_Records for the task_

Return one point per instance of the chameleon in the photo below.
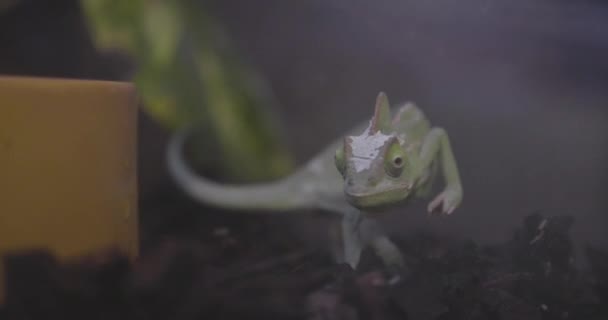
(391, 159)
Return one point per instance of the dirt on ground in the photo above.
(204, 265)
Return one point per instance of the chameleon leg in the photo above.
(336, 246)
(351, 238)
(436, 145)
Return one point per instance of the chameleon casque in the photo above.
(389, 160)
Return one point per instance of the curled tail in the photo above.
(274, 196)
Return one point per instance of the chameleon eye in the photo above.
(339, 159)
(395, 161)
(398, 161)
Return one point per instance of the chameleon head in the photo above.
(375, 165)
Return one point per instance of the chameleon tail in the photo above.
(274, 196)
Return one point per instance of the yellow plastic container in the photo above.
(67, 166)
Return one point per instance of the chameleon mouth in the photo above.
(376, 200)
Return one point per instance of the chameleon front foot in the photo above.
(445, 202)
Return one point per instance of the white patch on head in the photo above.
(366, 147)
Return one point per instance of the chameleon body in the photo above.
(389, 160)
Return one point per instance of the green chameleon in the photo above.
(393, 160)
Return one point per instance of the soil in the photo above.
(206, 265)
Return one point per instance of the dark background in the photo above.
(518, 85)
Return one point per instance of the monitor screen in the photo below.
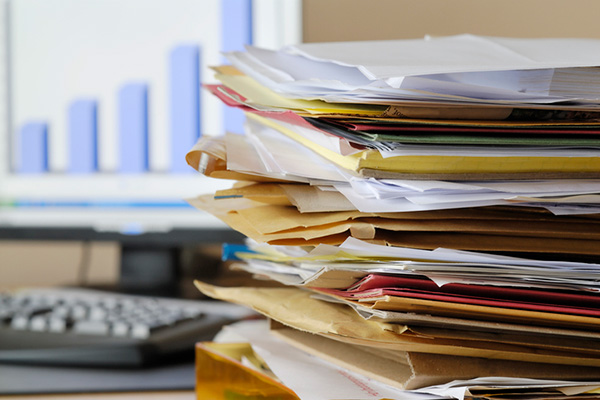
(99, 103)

_Your goal_
Rewrite all of the items above, replacing "chameleon" with "lizard" everywhere it occurs and keeping every other word the same. Leave the pictures out of your version.

_Written answer_
Return one point per instance of the lizard in the photo below.
(391, 159)
Return one point per instance of the dirt on ground in the photo above.
(204, 265)
Return one point per instance of the lizard leg in the photo above.
(336, 246)
(351, 238)
(436, 145)
Return one point per instance of the lizard casque in the photo above.
(389, 160)
Return one point per instance of the curled tail in the photo above.
(274, 196)
Return one point per instance of the lizard eye in the photo above.
(339, 159)
(395, 161)
(398, 161)
Return one point per instance of the lizard head in the photo above.
(375, 165)
Return one point per instance of the lizard tail in the photo above.
(274, 196)
Return one point per instance of the yellow plastic container in the photo above.
(67, 166)
Return one point per instance of the lizard mouth in the photo above.
(376, 200)
Return one point per instance of the lizard front foot in the photo above.
(445, 202)
Return one point per instance of the white patch on head in the photo above.
(366, 147)
Return one point per instance of the lizard body in the photo above.
(389, 160)
Return one point per instance of the green lizard in the photo above.
(393, 160)
Return one point per instance of the soil in the photo above.
(206, 265)
Return one point per instance of the dark background in the photo above.
(518, 85)
Return one point per instance of the monitor screen in the photo below.
(99, 103)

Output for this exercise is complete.